** Available data follows **

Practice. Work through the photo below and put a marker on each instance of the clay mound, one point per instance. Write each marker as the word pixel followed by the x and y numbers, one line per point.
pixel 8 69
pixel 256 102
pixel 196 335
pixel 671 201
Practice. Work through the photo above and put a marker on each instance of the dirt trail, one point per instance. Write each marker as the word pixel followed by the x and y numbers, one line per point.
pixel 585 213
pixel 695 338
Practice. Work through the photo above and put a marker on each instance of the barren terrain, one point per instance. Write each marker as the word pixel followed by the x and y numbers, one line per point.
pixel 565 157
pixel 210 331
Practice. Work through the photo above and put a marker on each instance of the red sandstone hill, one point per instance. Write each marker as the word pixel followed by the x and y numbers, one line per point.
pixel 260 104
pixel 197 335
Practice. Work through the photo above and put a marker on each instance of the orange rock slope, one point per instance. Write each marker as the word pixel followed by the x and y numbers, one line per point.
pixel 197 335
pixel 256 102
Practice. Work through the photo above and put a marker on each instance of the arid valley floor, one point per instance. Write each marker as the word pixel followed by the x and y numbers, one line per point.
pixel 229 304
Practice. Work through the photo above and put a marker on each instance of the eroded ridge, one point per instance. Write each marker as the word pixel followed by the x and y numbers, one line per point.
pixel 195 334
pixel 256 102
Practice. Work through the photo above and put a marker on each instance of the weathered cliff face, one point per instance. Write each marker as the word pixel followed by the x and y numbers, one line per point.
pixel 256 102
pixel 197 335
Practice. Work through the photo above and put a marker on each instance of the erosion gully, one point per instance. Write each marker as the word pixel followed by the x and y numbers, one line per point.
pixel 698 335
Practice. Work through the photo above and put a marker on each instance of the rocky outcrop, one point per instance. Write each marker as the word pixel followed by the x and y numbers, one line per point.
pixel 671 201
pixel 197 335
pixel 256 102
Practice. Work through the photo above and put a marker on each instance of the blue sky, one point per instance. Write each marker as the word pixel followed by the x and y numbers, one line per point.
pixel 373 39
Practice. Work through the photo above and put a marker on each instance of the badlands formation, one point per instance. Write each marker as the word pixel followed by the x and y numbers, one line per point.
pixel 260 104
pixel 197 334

** End of Available data **

**Task requirements**
At the line with "of the blue", begin reproducing the material above exactly, and continue through its last line.

**Response**
Practice. Work through the photo above and put a marker on each instance of the blue sky, one point per instance. Write each marker as the word pixel followed by the x and y numbers, one line per point.
pixel 373 39
Practice. Work through the photo above and put a marker on each instance of the badlands formation, one point per instance. Write each marker as the word pixel followed by the x and y numbers, one line per point.
pixel 260 104
pixel 197 334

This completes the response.